■ **WORK TO COMPLETE**:
Show every line in the records below that contains the string "sleeve", copying each line in full.

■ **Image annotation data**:
◇ ◇ ◇

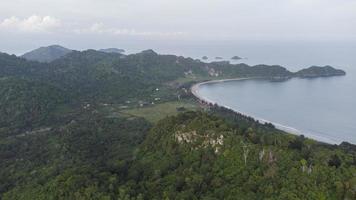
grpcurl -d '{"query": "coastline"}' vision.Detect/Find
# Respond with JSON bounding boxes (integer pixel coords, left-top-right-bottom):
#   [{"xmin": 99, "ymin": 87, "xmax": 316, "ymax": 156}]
[{"xmin": 190, "ymin": 77, "xmax": 342, "ymax": 145}]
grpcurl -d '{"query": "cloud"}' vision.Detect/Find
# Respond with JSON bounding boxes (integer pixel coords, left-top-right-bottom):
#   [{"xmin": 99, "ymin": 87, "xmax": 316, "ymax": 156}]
[
  {"xmin": 0, "ymin": 15, "xmax": 61, "ymax": 32},
  {"xmin": 74, "ymin": 23, "xmax": 187, "ymax": 37}
]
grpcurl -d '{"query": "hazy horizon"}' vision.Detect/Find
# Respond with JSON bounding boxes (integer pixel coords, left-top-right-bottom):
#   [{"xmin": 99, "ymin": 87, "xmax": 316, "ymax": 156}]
[{"xmin": 0, "ymin": 0, "xmax": 356, "ymax": 55}]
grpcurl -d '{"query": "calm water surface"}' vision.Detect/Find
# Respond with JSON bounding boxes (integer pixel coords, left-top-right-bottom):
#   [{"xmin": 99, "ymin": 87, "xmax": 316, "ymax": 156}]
[{"xmin": 184, "ymin": 41, "xmax": 356, "ymax": 144}]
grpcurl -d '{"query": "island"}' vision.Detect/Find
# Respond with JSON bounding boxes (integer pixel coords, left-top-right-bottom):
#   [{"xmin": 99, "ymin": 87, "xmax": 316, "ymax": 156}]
[{"xmin": 295, "ymin": 66, "xmax": 346, "ymax": 78}]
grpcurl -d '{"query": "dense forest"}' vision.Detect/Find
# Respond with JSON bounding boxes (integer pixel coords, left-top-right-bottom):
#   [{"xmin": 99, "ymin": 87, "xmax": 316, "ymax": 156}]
[{"xmin": 0, "ymin": 50, "xmax": 356, "ymax": 200}]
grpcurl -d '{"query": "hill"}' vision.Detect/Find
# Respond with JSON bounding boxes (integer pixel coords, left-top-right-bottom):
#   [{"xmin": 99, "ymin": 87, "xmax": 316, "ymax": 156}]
[
  {"xmin": 99, "ymin": 48, "xmax": 125, "ymax": 54},
  {"xmin": 0, "ymin": 47, "xmax": 356, "ymax": 200},
  {"xmin": 21, "ymin": 45, "xmax": 72, "ymax": 62},
  {"xmin": 295, "ymin": 66, "xmax": 346, "ymax": 78}
]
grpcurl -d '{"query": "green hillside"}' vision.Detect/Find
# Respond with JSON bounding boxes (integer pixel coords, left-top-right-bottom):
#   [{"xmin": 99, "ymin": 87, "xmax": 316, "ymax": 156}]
[{"xmin": 0, "ymin": 47, "xmax": 356, "ymax": 200}]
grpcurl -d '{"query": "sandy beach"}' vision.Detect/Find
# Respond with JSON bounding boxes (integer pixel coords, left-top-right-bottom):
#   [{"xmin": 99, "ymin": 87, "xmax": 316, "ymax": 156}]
[{"xmin": 191, "ymin": 78, "xmax": 340, "ymax": 144}]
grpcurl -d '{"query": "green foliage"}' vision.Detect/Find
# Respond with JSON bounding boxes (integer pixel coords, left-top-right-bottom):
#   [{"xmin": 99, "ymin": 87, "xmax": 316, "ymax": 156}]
[{"xmin": 0, "ymin": 50, "xmax": 356, "ymax": 200}]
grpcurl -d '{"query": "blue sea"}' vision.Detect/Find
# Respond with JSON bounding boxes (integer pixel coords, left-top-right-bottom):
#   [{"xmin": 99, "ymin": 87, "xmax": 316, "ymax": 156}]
[{"xmin": 145, "ymin": 41, "xmax": 356, "ymax": 144}]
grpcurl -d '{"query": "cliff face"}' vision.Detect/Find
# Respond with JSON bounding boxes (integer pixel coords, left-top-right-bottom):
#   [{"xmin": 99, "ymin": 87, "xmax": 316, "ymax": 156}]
[{"xmin": 295, "ymin": 66, "xmax": 346, "ymax": 78}]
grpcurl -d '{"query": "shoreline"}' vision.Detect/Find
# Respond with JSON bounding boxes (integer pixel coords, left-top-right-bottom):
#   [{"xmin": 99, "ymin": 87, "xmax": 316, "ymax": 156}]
[{"xmin": 190, "ymin": 77, "xmax": 342, "ymax": 145}]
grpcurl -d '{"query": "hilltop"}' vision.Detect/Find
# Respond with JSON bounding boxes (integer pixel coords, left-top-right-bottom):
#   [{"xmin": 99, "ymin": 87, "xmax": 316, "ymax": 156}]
[{"xmin": 0, "ymin": 47, "xmax": 356, "ymax": 200}]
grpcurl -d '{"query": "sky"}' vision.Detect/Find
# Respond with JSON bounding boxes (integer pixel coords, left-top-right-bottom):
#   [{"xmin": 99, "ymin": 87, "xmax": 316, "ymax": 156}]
[{"xmin": 0, "ymin": 0, "xmax": 356, "ymax": 54}]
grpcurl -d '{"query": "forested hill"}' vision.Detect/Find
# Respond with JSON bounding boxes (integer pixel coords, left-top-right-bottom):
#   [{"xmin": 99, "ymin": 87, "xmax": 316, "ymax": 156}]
[{"xmin": 0, "ymin": 50, "xmax": 356, "ymax": 200}]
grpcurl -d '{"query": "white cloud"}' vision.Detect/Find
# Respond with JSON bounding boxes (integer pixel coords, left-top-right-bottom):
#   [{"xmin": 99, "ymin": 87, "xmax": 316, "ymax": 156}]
[
  {"xmin": 74, "ymin": 23, "xmax": 188, "ymax": 38},
  {"xmin": 0, "ymin": 15, "xmax": 61, "ymax": 32}
]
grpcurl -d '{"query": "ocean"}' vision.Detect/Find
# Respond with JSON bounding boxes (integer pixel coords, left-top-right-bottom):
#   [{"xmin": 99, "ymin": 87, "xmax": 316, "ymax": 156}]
[{"xmin": 148, "ymin": 41, "xmax": 356, "ymax": 144}]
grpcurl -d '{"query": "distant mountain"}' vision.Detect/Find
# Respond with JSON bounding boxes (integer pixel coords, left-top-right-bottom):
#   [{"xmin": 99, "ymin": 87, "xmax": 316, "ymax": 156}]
[
  {"xmin": 99, "ymin": 48, "xmax": 125, "ymax": 54},
  {"xmin": 295, "ymin": 66, "xmax": 346, "ymax": 78},
  {"xmin": 21, "ymin": 45, "xmax": 72, "ymax": 62}
]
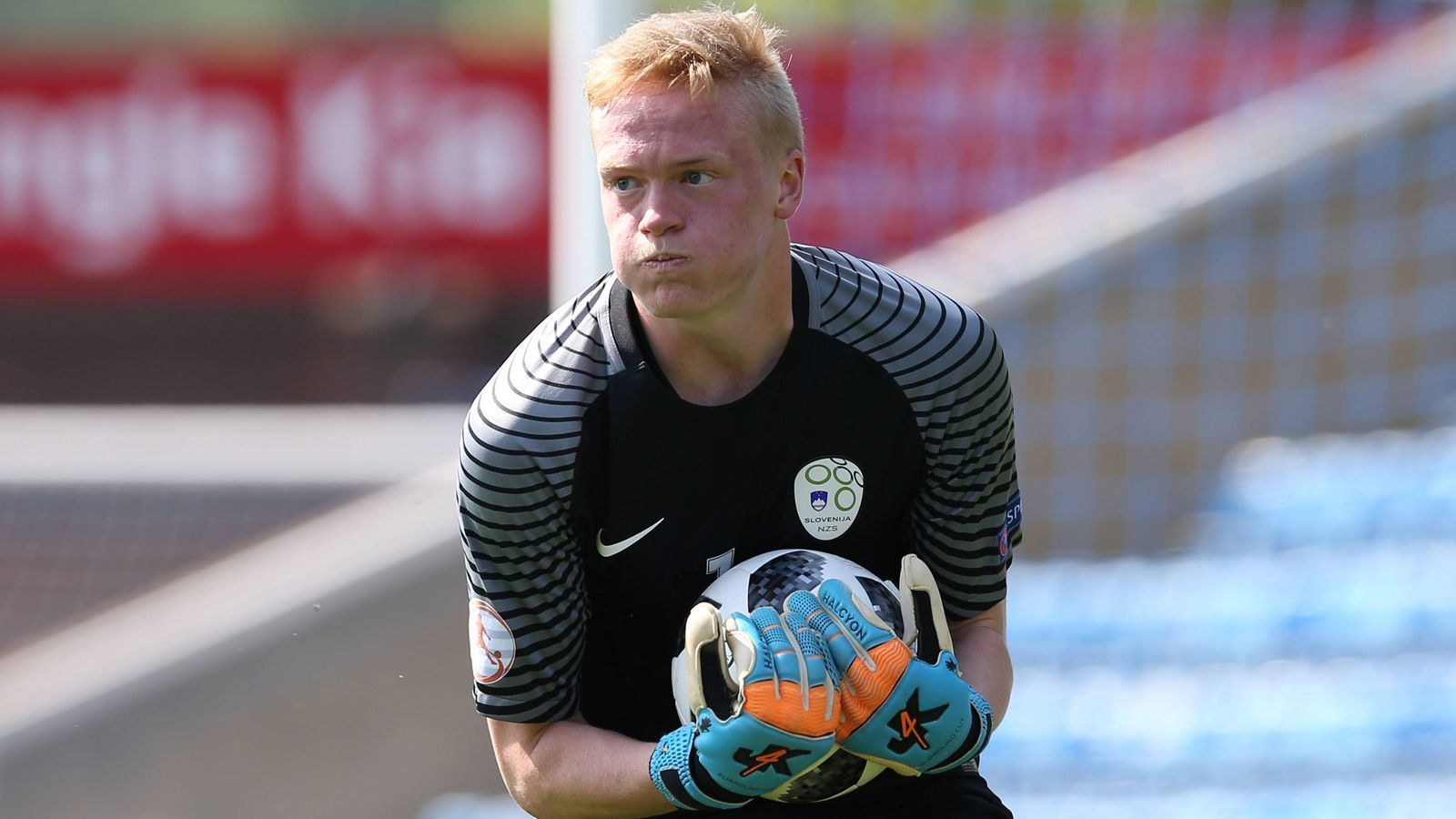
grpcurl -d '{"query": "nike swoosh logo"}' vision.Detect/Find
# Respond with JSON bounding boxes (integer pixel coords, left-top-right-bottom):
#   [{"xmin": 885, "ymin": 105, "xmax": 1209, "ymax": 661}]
[{"xmin": 597, "ymin": 518, "xmax": 667, "ymax": 557}]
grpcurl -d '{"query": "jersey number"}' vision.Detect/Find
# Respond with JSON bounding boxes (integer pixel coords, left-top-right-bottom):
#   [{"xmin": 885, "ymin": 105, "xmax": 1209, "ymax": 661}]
[{"xmin": 708, "ymin": 550, "xmax": 733, "ymax": 577}]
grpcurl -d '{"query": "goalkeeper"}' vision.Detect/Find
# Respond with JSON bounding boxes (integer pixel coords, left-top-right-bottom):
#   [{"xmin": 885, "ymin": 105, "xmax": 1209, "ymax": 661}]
[{"xmin": 457, "ymin": 9, "xmax": 1021, "ymax": 817}]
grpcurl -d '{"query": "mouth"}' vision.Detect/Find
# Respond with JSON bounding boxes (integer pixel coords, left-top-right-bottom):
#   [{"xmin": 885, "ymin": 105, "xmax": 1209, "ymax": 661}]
[{"xmin": 642, "ymin": 254, "xmax": 687, "ymax": 269}]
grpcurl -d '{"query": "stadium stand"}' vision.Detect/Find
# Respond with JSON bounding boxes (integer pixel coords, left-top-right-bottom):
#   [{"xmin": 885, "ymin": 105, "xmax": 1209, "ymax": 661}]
[{"xmin": 0, "ymin": 0, "xmax": 1456, "ymax": 819}]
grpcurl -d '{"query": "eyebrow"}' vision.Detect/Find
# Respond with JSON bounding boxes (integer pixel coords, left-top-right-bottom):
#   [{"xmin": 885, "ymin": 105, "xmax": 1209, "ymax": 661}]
[{"xmin": 597, "ymin": 153, "xmax": 728, "ymax": 177}]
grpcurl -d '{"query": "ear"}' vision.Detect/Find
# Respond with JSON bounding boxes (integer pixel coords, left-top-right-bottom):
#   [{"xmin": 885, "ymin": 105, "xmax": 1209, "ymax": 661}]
[{"xmin": 774, "ymin": 148, "xmax": 804, "ymax": 220}]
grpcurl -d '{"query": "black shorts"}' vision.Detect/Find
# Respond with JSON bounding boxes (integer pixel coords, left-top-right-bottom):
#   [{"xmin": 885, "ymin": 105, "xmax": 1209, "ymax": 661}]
[{"xmin": 726, "ymin": 768, "xmax": 1012, "ymax": 819}]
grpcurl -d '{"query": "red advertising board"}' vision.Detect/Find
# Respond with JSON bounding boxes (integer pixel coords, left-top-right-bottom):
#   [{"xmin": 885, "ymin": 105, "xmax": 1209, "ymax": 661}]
[{"xmin": 0, "ymin": 46, "xmax": 548, "ymax": 298}]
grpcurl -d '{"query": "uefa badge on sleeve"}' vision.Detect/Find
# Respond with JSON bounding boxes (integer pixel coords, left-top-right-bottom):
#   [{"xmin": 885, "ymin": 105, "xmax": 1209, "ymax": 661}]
[
  {"xmin": 470, "ymin": 592, "xmax": 515, "ymax": 685},
  {"xmin": 996, "ymin": 492, "xmax": 1021, "ymax": 562}
]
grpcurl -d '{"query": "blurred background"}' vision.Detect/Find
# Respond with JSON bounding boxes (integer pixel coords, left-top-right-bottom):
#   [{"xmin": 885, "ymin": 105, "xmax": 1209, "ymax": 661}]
[{"xmin": 0, "ymin": 0, "xmax": 1456, "ymax": 819}]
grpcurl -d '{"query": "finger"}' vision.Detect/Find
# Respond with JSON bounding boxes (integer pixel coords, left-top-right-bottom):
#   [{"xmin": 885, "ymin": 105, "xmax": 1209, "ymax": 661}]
[
  {"xmin": 748, "ymin": 606, "xmax": 808, "ymax": 683},
  {"xmin": 784, "ymin": 612, "xmax": 839, "ymax": 719},
  {"xmin": 818, "ymin": 580, "xmax": 895, "ymax": 650},
  {"xmin": 674, "ymin": 603, "xmax": 735, "ymax": 717},
  {"xmin": 784, "ymin": 612, "xmax": 833, "ymax": 685},
  {"xmin": 900, "ymin": 554, "xmax": 956, "ymax": 663},
  {"xmin": 784, "ymin": 592, "xmax": 864, "ymax": 676}
]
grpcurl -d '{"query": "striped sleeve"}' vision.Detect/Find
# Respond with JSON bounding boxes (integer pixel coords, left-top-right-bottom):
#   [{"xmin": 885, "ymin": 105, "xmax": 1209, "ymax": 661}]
[
  {"xmin": 805, "ymin": 248, "xmax": 1021, "ymax": 620},
  {"xmin": 457, "ymin": 278, "xmax": 609, "ymax": 723}
]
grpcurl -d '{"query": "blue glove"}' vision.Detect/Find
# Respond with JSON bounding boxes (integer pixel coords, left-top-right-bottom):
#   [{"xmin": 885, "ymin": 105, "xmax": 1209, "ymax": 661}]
[
  {"xmin": 650, "ymin": 602, "xmax": 839, "ymax": 810},
  {"xmin": 784, "ymin": 555, "xmax": 993, "ymax": 775}
]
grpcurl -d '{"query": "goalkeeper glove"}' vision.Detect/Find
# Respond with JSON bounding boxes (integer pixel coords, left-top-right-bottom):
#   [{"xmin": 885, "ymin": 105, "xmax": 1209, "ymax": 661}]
[
  {"xmin": 650, "ymin": 602, "xmax": 839, "ymax": 810},
  {"xmin": 784, "ymin": 555, "xmax": 993, "ymax": 775}
]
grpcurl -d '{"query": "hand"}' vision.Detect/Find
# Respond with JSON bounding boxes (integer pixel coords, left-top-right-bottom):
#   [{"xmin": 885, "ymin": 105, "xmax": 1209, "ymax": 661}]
[
  {"xmin": 784, "ymin": 555, "xmax": 993, "ymax": 775},
  {"xmin": 650, "ymin": 602, "xmax": 840, "ymax": 810}
]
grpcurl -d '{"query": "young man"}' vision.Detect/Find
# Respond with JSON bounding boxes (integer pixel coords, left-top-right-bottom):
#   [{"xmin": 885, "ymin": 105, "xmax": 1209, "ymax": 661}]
[{"xmin": 459, "ymin": 10, "xmax": 1021, "ymax": 816}]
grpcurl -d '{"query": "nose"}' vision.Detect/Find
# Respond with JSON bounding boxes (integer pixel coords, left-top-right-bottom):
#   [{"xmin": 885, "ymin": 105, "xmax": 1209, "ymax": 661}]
[{"xmin": 638, "ymin": 191, "xmax": 682, "ymax": 236}]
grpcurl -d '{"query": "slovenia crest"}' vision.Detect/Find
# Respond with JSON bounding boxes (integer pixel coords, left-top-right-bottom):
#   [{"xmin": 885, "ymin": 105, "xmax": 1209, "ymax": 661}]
[{"xmin": 794, "ymin": 458, "xmax": 864, "ymax": 541}]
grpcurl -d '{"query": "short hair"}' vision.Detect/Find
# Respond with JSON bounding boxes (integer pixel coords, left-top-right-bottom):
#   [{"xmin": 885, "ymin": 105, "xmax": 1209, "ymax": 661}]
[{"xmin": 584, "ymin": 5, "xmax": 804, "ymax": 153}]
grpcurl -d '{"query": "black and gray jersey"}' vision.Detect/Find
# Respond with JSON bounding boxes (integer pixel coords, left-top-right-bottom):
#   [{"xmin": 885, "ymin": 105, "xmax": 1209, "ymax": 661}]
[{"xmin": 459, "ymin": 245, "xmax": 1021, "ymax": 741}]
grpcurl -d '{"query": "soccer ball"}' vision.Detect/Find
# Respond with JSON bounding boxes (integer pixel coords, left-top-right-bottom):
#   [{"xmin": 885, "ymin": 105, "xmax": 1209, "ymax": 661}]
[{"xmin": 672, "ymin": 550, "xmax": 913, "ymax": 803}]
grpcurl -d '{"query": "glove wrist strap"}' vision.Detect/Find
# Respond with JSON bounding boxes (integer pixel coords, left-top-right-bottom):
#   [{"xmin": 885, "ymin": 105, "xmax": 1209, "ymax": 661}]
[{"xmin": 648, "ymin": 723, "xmax": 753, "ymax": 810}]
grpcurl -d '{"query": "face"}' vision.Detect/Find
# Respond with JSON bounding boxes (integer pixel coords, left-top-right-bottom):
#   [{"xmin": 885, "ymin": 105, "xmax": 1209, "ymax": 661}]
[{"xmin": 592, "ymin": 86, "xmax": 804, "ymax": 319}]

◇ ◇ ◇

■ **TASK OUTPUT**:
grpcurl -d '{"query": "uefa badge on sleeve"}' vision.Detect/Find
grpcurl -d '{"query": "striped sleeve"}' vision.Detect/Find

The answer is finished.